• 帖子摘录:
☆ ☆ ☆ ☆ ☆ ☆ ☆

Match报错 Storage Error: part: 20, error: E_RPC_FAILURE(-3).

dhxu · 2021 年7 月 1 日 11:42

nebula 版本：2.0.1
部署方式（分布式）：
是否为线上版本：
硬件信息
- 磁盘（ HHD）
- CPU、内存 512G

10亿+的节点，MATCH (v:mobile)–(v2:mobile) RETURN v,v2 limit 5 或者 MATCH (v:mobile) return count(v)
都会报 E_RPC_FAILURE(-3) 的错误，偶尔会出现network error的错误

storage.conf 设置了
–rebuild_index_batch_num=16
–storage_client_timeout_ms=300000

jamieliu1023 · 2021 年7 月 2 日 01:36

你参考一下这个帖子：MATCH 执行失败 Storage Error
用你的报错信息在论坛里搜索一下，可以看到一些相关的帖子，先看看是否能解决你的问题，如果不能，再来反馈

dhxu · 2021 年7 月 2 日 02:30

修改成了–storage_client_timeout_ms=3000000， nebula-storaged.conf里也设置了–local_config=true
但是没执行到这个时间，很快就停止了
查看graphd.ERROR，似乎还是超时的错误

dhxu · 2021 年7 月 2 日 02:38

刚回复成我自己了

steam · 2021 年7 月 2 日 03:21

把日志贴一下呢

dhxu · 2021 年7 月 2 日 03:41

graphd.ERROR的日志

dhxu · 2021 年7 月 2 日 03:51

graphd.INFO日志，感觉timeout还是默认的60s

wey · 2021 年7 月 2 日 04:04

能贴一下完整的配置么？

dhxu · 2021 年7 月 2 日 04:11

--local_config=true
--rebuild_index_batch_num=16
--storage_client_timeout_ms=3000000
########## basics ##########
# Whether to run as a daemon process
--daemonize=true
# The file to host the process id
--pid_file=pids/nebula-storaged.pid

########## logging ##########
# The directory to host logging files
--log_dir=/data1/nebula/logs
# Log level, 0, 1, 2, 3 for INFO, WARNING, ERROR, FATAL respectively
--minloglevel=0
# Verbose log level, 1, 2, 3, 4, the higher of the level, the more verbose of th
e logging
--v=0
# Maximum seconds to buffer the log messages
--logbufsecs=0
# Whether to redirect stdout and stderr to separate output files
--redirect_stdout=true
# Destination filename of stdout and stderr, which will also reside in log_dir.
--stdout_log_file=storaged-stdout.log
--stderr_log_file=storaged-stderr.log
# Copy log messages at or above this level to stderr in addition to logfiles. Th
e numbers of severity levels INFO, WARNING, ERROR, and FATAL are 0, 1, 2, and 3,
 respectively.

☆ ☆ ☆ ☆ ☆ ☆ ☆

• 数据行:
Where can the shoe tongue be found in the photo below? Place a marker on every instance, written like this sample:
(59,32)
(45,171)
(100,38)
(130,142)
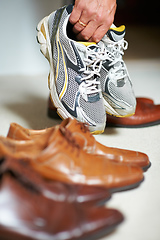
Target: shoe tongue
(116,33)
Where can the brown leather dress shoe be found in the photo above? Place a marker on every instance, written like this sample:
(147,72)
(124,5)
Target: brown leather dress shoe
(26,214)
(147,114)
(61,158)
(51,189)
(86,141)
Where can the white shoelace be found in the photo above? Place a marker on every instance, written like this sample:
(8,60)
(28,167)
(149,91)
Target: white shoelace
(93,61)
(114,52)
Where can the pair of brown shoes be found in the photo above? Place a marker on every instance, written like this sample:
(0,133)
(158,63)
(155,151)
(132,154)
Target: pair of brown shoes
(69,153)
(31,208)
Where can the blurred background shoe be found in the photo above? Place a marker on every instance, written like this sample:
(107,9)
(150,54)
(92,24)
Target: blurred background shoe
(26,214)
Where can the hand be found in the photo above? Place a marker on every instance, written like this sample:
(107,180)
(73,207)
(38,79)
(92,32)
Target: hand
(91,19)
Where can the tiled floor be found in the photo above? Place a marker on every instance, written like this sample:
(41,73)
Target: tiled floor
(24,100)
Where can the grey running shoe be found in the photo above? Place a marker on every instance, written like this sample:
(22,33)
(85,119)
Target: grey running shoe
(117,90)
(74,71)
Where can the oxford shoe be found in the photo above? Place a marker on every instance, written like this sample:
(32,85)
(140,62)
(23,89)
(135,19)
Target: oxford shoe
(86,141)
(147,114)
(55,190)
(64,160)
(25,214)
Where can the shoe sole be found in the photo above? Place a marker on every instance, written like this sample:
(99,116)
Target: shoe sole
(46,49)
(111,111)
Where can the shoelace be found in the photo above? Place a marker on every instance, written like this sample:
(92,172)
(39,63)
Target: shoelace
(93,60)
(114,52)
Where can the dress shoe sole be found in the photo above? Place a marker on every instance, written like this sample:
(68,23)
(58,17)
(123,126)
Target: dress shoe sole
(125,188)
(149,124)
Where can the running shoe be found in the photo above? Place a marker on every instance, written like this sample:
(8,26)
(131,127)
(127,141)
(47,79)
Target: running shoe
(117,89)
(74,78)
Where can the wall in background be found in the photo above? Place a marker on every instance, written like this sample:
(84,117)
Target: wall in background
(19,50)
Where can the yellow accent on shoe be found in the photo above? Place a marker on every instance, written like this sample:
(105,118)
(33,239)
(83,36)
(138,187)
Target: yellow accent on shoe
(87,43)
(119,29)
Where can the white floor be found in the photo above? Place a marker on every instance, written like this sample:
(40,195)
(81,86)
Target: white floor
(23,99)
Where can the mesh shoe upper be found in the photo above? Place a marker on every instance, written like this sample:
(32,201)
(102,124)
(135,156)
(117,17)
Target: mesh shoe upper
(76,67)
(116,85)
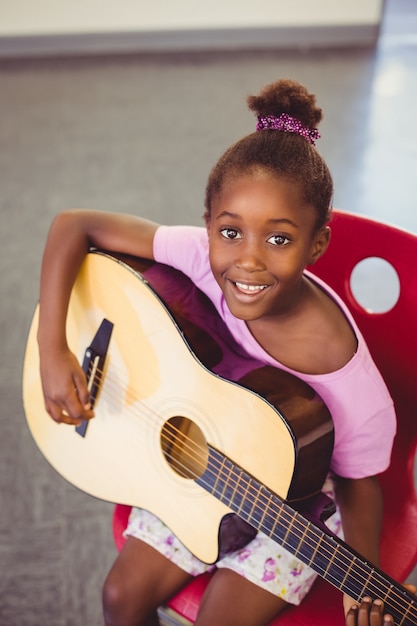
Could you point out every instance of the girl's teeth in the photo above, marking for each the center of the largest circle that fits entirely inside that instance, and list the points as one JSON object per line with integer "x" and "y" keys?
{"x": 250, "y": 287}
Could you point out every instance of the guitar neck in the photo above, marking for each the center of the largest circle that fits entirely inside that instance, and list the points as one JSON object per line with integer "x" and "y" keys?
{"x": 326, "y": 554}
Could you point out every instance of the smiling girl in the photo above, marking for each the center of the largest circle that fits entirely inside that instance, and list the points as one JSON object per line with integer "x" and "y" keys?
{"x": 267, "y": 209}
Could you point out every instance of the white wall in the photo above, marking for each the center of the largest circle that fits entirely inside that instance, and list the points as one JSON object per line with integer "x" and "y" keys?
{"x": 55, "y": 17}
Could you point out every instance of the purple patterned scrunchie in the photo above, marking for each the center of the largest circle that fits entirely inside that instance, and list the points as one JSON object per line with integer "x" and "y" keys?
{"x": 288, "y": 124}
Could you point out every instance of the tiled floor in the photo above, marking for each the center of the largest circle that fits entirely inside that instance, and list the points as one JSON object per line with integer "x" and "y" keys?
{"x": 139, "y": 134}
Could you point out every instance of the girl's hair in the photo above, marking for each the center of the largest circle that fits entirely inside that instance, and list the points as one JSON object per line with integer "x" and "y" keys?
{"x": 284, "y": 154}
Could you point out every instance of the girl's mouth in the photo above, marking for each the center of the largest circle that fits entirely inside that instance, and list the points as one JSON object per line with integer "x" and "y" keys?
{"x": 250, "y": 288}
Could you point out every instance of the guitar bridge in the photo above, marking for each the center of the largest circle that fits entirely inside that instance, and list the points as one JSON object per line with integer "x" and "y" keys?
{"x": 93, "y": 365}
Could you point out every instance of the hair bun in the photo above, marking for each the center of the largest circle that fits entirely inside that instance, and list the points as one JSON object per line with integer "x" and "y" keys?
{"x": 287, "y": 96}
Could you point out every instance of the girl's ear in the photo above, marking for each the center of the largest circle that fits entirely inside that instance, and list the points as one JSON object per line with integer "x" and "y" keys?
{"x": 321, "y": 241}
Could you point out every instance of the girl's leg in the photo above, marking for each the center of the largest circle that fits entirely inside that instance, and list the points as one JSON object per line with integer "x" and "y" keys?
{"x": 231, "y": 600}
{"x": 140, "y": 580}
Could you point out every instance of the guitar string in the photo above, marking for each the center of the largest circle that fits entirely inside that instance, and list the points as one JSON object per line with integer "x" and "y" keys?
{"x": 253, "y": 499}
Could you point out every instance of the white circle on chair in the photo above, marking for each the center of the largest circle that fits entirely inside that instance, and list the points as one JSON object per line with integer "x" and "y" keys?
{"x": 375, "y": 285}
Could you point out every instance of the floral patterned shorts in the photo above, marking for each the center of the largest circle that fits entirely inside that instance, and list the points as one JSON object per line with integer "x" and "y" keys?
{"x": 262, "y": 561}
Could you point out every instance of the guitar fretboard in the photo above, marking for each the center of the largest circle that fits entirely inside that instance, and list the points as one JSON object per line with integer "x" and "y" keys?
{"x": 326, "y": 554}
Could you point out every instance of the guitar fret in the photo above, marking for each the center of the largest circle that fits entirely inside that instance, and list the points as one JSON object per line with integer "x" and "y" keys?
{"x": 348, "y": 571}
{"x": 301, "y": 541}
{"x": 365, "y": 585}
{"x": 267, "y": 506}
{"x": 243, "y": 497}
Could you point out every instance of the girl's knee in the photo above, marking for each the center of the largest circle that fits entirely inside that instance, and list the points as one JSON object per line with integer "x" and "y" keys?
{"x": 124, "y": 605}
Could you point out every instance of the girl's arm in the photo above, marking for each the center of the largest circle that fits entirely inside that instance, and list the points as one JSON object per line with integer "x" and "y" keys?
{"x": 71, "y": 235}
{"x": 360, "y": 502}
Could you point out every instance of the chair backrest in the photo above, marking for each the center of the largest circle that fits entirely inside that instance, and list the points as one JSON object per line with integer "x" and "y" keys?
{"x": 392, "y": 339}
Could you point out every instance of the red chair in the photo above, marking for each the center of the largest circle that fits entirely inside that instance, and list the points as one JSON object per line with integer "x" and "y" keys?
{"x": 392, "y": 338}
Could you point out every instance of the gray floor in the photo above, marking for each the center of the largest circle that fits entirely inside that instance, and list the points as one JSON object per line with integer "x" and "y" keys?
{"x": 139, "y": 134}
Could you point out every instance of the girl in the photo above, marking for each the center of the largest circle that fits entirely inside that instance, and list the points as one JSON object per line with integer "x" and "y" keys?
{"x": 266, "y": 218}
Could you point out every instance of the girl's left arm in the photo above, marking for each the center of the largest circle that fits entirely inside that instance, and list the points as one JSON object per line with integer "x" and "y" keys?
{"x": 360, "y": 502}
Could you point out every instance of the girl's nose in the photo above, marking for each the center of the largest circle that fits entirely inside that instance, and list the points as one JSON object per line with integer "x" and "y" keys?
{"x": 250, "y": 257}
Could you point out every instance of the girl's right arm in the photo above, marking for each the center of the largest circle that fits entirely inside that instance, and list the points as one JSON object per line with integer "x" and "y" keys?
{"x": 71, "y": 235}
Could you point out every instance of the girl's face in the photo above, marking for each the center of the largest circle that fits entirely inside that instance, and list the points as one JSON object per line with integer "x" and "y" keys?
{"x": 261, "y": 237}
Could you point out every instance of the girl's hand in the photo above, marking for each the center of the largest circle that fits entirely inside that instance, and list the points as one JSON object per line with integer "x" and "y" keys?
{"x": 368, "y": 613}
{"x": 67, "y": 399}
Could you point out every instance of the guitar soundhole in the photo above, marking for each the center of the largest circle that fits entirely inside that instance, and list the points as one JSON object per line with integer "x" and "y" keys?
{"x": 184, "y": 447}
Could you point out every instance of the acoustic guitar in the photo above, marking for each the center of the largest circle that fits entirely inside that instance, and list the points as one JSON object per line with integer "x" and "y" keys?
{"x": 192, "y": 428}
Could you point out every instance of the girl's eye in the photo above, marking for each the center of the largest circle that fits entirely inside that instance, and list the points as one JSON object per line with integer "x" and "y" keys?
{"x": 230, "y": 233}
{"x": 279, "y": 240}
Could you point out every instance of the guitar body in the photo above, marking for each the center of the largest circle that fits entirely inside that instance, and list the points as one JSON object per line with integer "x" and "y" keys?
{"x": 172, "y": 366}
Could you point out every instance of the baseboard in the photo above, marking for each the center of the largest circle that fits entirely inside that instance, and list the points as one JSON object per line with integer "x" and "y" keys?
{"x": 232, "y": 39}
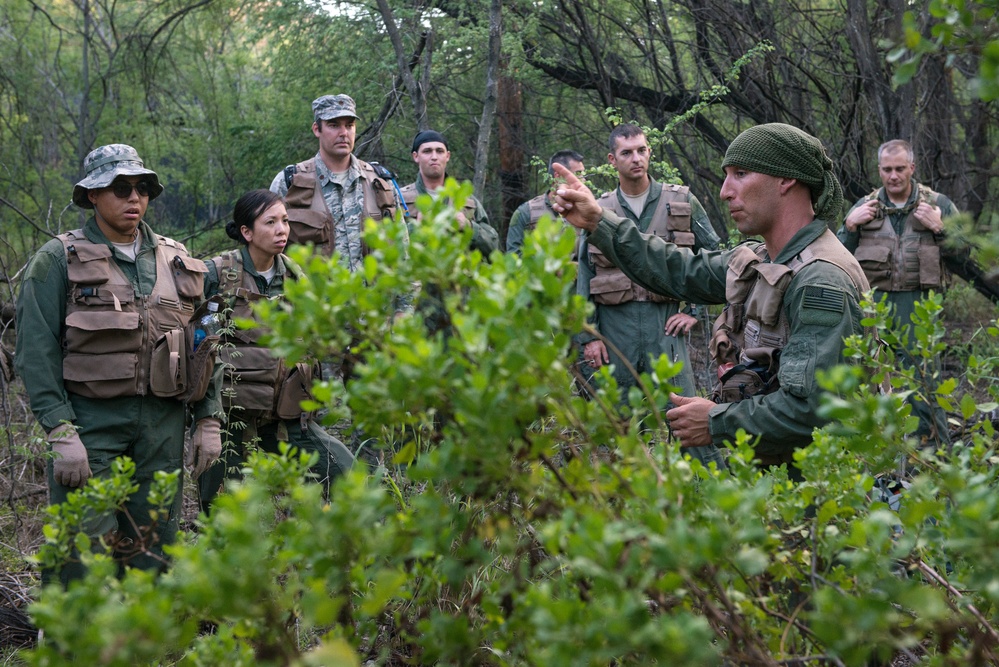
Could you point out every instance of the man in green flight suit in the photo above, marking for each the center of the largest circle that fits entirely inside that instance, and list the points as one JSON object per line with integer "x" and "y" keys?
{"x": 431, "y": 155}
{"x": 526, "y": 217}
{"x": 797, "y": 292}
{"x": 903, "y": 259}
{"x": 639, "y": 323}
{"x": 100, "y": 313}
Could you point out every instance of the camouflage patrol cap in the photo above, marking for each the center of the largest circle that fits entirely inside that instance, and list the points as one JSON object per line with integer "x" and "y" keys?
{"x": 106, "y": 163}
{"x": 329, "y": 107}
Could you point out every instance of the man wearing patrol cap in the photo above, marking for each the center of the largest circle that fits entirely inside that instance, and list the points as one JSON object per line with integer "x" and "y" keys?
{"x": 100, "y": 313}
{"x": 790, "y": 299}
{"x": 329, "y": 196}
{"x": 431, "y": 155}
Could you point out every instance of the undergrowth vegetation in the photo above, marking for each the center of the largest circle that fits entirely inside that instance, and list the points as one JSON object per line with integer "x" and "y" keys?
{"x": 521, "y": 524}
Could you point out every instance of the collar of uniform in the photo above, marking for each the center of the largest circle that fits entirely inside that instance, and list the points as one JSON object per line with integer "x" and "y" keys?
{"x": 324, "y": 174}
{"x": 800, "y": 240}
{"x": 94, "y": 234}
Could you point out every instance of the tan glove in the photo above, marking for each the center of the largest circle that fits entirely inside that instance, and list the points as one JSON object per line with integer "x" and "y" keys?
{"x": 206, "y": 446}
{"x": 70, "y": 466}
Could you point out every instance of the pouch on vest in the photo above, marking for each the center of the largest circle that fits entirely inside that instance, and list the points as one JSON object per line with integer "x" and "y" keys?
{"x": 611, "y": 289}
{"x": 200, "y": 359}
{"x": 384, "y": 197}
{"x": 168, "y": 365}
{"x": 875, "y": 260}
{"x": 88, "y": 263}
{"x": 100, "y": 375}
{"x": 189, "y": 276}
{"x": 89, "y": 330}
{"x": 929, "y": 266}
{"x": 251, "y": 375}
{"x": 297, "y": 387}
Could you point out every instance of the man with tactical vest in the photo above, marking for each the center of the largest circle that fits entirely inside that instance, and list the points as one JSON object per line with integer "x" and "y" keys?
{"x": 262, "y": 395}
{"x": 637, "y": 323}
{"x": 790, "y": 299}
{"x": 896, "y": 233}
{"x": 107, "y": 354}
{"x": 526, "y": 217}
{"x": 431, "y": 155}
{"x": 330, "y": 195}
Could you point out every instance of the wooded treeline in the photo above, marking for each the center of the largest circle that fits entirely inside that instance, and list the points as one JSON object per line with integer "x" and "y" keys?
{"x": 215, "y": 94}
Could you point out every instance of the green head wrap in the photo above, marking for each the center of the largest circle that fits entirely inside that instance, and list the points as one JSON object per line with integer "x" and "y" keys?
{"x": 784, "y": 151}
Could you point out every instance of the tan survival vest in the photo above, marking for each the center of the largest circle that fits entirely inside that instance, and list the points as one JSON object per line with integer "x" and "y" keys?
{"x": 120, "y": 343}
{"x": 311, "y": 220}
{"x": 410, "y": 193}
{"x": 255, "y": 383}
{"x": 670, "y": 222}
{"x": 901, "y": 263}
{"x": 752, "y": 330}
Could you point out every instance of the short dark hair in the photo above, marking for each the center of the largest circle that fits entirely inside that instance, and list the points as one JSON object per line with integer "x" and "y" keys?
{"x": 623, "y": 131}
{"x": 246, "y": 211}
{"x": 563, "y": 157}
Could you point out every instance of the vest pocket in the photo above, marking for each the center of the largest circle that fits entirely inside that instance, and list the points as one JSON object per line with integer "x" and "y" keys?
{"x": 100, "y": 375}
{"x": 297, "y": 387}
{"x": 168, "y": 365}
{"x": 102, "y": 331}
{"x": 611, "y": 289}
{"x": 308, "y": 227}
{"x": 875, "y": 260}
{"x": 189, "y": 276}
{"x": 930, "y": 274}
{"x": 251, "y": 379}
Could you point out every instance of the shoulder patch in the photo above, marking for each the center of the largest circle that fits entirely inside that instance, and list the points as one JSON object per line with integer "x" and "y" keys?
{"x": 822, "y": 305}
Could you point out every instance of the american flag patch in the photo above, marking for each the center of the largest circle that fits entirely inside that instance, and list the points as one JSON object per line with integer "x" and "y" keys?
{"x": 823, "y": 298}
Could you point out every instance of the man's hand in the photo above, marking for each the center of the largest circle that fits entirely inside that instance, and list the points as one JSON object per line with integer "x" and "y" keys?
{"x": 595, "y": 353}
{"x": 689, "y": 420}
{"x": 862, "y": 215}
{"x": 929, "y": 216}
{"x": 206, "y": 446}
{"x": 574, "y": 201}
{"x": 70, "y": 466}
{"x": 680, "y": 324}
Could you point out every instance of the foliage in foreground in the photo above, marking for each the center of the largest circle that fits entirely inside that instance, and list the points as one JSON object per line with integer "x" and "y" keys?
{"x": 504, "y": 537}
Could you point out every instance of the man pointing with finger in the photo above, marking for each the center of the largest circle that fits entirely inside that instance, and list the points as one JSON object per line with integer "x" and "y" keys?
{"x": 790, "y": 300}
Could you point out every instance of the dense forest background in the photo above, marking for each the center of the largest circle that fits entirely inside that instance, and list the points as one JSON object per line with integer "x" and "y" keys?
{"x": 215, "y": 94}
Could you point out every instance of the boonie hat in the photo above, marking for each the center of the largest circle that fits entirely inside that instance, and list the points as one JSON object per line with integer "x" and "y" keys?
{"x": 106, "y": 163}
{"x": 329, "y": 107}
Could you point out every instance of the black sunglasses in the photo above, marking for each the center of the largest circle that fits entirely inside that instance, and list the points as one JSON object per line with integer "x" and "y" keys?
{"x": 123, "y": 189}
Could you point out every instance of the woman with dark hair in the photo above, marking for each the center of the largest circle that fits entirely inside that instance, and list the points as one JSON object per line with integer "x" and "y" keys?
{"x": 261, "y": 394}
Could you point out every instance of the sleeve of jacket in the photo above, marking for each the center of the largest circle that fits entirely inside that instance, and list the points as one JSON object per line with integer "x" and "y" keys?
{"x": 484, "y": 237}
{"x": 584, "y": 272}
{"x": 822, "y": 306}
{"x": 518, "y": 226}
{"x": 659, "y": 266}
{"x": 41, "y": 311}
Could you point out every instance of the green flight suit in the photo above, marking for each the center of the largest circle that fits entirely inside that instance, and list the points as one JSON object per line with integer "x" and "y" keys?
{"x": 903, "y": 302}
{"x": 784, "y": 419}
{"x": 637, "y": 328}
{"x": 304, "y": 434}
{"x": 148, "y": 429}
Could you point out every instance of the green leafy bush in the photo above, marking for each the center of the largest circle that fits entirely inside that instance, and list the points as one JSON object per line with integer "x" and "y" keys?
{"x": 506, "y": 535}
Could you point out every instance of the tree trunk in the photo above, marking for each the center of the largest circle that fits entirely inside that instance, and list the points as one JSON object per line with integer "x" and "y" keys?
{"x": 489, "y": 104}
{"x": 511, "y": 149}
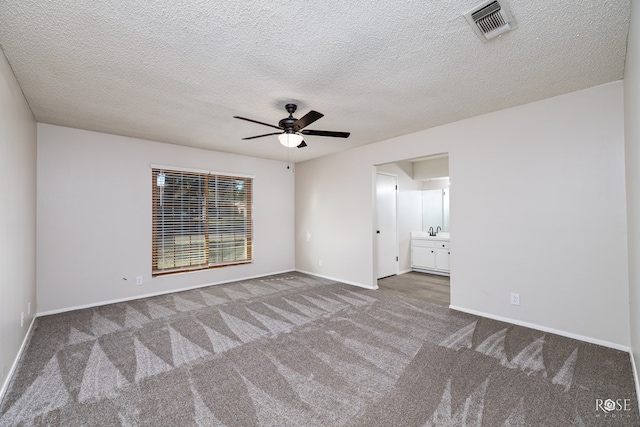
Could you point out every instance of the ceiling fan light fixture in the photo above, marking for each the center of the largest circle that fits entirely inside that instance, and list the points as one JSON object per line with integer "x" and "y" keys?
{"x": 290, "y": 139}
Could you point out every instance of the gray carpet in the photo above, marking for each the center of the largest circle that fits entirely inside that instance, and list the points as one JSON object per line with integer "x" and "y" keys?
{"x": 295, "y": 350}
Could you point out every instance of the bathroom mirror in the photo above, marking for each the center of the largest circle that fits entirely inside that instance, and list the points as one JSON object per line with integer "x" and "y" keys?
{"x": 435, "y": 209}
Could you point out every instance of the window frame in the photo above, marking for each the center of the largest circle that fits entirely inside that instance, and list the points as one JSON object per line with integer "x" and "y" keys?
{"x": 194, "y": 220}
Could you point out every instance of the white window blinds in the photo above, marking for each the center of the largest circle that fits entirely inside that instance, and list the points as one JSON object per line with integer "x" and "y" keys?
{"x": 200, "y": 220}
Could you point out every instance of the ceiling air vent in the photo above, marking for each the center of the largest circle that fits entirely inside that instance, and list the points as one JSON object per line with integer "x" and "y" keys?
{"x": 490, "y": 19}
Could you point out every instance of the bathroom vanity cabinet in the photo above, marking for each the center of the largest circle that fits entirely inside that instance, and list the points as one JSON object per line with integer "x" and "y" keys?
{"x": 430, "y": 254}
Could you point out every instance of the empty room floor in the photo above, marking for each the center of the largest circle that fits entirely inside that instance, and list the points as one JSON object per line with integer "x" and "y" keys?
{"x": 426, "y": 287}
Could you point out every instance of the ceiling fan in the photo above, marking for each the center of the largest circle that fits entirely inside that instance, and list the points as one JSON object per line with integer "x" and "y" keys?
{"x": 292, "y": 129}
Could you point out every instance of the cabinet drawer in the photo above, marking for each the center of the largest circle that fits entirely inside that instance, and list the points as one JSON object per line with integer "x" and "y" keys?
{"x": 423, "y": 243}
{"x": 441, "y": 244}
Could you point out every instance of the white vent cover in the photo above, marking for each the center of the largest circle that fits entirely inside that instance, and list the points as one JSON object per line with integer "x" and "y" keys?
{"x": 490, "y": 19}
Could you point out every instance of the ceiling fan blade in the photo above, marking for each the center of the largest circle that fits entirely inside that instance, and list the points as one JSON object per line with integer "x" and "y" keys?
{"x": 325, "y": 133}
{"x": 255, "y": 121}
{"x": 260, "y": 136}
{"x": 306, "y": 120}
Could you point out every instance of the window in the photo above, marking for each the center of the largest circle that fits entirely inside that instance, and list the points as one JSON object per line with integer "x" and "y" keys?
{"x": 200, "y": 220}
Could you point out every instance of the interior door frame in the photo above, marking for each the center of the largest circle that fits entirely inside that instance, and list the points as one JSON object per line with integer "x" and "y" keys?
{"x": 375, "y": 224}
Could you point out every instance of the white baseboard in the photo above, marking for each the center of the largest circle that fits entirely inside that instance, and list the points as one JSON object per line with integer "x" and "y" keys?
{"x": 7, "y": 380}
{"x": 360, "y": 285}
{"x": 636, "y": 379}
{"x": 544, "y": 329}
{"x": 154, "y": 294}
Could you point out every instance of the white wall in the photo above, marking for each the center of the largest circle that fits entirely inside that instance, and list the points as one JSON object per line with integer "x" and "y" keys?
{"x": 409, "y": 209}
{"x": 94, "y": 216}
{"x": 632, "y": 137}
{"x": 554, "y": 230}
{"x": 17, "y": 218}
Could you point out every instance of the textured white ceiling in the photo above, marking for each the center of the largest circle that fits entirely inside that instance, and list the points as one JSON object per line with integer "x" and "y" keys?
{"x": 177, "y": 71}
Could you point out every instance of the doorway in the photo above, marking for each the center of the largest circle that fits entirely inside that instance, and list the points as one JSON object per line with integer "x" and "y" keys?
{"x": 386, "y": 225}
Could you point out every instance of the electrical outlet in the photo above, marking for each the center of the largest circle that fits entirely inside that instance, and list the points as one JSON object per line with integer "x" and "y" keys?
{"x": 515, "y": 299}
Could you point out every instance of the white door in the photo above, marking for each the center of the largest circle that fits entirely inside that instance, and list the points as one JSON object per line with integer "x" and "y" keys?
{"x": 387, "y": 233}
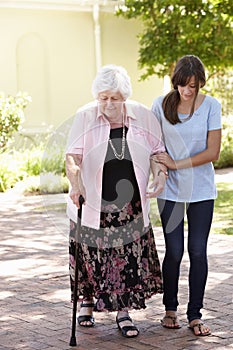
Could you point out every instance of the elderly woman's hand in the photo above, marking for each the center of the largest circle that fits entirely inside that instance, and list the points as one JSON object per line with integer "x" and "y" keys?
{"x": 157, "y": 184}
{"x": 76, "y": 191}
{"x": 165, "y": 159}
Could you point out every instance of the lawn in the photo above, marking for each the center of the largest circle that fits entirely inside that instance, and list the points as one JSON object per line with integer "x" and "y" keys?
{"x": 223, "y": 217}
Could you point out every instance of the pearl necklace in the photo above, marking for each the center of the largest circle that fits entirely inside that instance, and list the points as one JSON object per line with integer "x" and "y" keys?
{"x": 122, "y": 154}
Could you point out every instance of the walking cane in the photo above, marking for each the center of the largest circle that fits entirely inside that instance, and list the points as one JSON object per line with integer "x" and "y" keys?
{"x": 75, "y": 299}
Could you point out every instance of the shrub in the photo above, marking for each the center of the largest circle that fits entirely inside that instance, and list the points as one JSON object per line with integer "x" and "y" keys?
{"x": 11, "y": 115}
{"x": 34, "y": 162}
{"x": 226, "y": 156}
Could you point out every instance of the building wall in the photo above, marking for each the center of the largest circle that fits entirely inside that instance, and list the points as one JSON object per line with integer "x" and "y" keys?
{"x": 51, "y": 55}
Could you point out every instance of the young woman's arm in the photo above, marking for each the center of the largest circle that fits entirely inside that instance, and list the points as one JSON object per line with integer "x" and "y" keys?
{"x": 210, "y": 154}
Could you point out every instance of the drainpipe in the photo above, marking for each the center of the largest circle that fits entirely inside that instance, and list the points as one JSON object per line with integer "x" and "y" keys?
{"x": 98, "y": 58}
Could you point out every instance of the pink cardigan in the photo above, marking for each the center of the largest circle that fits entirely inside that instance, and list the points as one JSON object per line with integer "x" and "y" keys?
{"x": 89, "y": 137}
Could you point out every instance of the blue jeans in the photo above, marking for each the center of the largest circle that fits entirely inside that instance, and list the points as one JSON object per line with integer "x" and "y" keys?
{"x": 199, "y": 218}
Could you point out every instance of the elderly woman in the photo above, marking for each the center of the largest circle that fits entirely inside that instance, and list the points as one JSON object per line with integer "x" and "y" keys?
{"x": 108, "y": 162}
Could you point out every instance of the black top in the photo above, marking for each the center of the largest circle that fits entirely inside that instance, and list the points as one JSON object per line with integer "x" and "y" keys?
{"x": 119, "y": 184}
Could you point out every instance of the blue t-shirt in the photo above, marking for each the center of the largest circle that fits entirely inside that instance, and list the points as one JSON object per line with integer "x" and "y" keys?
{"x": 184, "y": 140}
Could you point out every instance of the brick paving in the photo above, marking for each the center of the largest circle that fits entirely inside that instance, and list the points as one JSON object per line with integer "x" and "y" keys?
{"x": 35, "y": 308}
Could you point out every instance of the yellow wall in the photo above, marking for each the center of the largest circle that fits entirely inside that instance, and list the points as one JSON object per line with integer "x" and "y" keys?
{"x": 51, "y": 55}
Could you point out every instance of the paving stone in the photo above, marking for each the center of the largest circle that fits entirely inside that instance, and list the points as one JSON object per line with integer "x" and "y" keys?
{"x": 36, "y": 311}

☆ ☆ ☆ ☆ ☆ ☆ ☆

• 练习目的: 能把帖子里从“Match报错 Storage Error: part: 20, error: E_RPC_FAILURE(-3).”往下一直到“(v:mobile) return count(v)”为止的所有文字原样照抄出来吗？ 以上各行是独立的材料，与帖子本身无关。

• 回答如下:
Match报错 Storage Error: part: 20, error: E_RPC_FAILURE(-3).

dhxu · 2021 年7 月 1 日 11:42

nebula 版本：2.0.1
部署方式（分布式）：
是否为线上版本：
硬件信息
- 磁盘（ HHD）
- CPU、内存 512G

10亿+的节点，MATCH (v:mobile)–(v2:mobile) RETURN v,v2 limit 5 或者 MATCH (v:mobile) return count(v)